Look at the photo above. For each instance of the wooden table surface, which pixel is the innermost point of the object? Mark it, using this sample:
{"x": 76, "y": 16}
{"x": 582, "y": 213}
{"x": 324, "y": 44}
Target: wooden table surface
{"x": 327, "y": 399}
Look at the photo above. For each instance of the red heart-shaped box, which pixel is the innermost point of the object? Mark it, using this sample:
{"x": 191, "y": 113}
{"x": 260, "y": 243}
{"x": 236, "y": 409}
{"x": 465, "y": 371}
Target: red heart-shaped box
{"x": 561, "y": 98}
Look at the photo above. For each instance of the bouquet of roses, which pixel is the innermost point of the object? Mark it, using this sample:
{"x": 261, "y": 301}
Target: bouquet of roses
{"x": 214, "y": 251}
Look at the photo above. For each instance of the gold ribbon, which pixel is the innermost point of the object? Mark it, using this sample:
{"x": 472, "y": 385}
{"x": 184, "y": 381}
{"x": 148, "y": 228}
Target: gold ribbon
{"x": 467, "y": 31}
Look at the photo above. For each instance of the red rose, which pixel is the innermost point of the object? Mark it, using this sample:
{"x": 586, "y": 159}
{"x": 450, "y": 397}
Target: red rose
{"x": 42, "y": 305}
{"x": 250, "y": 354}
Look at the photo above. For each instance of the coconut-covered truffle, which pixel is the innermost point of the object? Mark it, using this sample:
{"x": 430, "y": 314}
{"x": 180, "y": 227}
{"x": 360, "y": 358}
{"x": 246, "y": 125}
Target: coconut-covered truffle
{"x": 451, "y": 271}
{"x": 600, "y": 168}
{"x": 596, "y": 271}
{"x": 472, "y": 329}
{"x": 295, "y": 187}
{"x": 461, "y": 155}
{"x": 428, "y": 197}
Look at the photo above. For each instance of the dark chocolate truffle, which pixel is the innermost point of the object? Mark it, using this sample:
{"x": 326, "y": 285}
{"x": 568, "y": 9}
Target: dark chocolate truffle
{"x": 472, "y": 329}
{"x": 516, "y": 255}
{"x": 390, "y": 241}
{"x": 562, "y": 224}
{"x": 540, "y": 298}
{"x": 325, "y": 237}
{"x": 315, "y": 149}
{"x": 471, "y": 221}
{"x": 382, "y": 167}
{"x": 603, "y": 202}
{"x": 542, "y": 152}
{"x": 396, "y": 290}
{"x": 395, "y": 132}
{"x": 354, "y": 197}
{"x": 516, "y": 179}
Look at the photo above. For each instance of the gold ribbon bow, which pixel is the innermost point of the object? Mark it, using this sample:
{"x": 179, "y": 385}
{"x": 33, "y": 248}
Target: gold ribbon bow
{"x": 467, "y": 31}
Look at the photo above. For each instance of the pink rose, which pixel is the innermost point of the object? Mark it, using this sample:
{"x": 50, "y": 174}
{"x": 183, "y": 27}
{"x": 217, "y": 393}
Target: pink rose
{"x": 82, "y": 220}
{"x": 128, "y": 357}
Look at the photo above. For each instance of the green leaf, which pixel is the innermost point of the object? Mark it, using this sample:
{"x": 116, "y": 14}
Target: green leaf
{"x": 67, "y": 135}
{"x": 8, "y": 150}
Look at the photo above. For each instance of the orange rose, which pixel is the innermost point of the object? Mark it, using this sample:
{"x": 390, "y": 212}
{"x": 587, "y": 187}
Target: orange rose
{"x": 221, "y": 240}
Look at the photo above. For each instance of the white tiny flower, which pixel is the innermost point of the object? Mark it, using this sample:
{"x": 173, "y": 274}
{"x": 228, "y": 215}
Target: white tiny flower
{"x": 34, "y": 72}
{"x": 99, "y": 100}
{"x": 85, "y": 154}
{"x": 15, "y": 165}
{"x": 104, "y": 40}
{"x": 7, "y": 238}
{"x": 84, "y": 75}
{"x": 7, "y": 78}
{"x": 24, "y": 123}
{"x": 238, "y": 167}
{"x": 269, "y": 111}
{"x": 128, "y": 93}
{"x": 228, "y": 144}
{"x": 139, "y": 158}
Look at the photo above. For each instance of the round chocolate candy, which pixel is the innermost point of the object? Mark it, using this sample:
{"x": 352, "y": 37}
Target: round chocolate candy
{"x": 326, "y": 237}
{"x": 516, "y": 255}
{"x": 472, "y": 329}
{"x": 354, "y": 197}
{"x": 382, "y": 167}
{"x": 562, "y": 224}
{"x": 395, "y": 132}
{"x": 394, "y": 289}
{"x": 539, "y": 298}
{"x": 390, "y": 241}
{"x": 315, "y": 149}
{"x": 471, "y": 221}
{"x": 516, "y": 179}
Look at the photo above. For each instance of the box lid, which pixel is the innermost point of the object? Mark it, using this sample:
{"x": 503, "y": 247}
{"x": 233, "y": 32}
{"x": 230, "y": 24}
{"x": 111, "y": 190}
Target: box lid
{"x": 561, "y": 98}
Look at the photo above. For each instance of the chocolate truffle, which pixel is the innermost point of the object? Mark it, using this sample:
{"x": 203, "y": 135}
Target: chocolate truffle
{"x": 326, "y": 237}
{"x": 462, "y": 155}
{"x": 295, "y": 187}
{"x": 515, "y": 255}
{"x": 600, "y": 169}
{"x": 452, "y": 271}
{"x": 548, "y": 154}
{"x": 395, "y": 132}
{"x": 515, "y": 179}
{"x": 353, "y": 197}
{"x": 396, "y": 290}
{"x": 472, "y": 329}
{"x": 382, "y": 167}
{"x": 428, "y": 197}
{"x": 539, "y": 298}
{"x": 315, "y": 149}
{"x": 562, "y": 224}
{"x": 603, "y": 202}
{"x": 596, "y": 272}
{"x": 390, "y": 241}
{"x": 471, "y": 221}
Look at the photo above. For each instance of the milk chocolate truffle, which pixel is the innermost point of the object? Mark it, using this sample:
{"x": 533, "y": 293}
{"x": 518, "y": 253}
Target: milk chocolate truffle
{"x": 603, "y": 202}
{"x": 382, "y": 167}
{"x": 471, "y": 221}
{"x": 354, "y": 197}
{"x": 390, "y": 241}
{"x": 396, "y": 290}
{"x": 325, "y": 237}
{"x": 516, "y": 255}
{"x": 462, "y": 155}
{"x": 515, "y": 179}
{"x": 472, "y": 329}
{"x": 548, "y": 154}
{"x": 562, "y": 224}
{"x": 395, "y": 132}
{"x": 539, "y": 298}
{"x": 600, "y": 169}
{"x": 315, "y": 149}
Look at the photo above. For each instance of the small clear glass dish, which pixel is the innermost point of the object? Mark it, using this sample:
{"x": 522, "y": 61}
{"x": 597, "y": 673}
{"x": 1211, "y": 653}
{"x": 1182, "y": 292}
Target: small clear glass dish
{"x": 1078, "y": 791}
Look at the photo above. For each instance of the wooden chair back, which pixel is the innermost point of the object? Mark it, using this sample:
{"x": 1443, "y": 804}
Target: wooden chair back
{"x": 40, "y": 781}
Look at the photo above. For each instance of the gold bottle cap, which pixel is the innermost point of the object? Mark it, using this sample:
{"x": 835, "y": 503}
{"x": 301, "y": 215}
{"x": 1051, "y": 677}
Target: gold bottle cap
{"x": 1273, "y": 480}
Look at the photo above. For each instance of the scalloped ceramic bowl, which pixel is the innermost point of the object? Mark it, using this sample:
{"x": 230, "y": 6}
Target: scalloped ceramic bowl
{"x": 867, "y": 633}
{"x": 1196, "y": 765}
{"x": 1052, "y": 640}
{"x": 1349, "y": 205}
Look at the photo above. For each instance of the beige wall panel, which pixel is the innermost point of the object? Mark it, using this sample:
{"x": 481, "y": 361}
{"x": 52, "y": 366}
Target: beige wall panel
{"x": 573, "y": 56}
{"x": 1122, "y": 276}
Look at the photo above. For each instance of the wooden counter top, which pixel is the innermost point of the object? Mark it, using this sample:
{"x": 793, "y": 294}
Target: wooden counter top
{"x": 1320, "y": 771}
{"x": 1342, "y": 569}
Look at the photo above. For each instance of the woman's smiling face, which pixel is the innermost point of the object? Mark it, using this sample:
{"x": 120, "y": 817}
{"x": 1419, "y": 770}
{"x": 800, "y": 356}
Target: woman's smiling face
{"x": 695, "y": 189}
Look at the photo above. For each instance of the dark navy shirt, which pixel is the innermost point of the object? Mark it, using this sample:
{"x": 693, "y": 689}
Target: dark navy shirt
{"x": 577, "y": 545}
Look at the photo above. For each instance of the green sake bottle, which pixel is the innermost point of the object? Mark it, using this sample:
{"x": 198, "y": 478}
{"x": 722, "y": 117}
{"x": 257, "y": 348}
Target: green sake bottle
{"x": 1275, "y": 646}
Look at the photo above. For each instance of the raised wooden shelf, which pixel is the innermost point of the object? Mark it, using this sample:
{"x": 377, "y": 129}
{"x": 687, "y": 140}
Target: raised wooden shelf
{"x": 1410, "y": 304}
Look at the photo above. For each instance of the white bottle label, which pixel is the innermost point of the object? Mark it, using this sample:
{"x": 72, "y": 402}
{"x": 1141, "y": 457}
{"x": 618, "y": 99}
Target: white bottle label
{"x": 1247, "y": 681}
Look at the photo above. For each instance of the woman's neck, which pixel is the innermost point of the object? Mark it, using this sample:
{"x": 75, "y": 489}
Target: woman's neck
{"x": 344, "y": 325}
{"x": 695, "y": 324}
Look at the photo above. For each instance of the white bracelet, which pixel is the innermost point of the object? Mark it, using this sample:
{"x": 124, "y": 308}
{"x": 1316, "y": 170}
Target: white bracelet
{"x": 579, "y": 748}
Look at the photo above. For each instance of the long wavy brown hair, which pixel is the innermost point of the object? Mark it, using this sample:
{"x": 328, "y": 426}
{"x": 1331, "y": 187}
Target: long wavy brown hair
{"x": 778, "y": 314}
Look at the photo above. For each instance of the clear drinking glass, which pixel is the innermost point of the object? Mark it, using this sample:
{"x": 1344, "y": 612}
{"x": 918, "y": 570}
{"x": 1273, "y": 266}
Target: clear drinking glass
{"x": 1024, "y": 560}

—————

# Goal
The line containing "the green sake" and every line after it, through the end of the records, should be repeated exactly and alone.

# Task answer
Look at the photo above. For each instance of the green sake bottle, which pixel is the innermost point of the object? Mark it, using this sample:
{"x": 198, "y": 478}
{"x": 722, "y": 117}
{"x": 257, "y": 348}
Target: green sake bottle
{"x": 1275, "y": 646}
Look at the photo above. For each instance of the raised wooden shelf, which pixel is the innermost point of the object? Mark it, using this sample:
{"x": 377, "y": 129}
{"x": 687, "y": 140}
Target: raised wooden shelf
{"x": 1410, "y": 304}
Look at the photo above. For each instance of the white bottle label, which pixel is the innermost point of the object? Mark it, using this sample:
{"x": 72, "y": 402}
{"x": 1141, "y": 457}
{"x": 618, "y": 99}
Target: white bottle label
{"x": 1247, "y": 681}
Look at the photo above. For each instance of the woman's neck, which pixel is the innermost point of the object? Mark it, using this sample:
{"x": 75, "y": 489}
Target: woman's neck
{"x": 344, "y": 325}
{"x": 695, "y": 324}
Look at the photo above. For each instance of the white bracelet, which pixel is the innermost point of the object? Mark it, using this sample:
{"x": 124, "y": 308}
{"x": 1316, "y": 170}
Target: white bracelet
{"x": 579, "y": 748}
Look at the photo above. For each instance of the long wavy brown hair, which pixel is the innermost point of the object? Mark it, using this sample:
{"x": 328, "y": 426}
{"x": 1331, "y": 187}
Target: long wavy brown hair
{"x": 778, "y": 314}
Look at the photo above. For each instance of the clear drinking glass, which pixel is the innermost point of the object? Mark it, using this sample:
{"x": 1344, "y": 612}
{"x": 918, "y": 570}
{"x": 1273, "y": 266}
Target: clear drinking glass
{"x": 1024, "y": 560}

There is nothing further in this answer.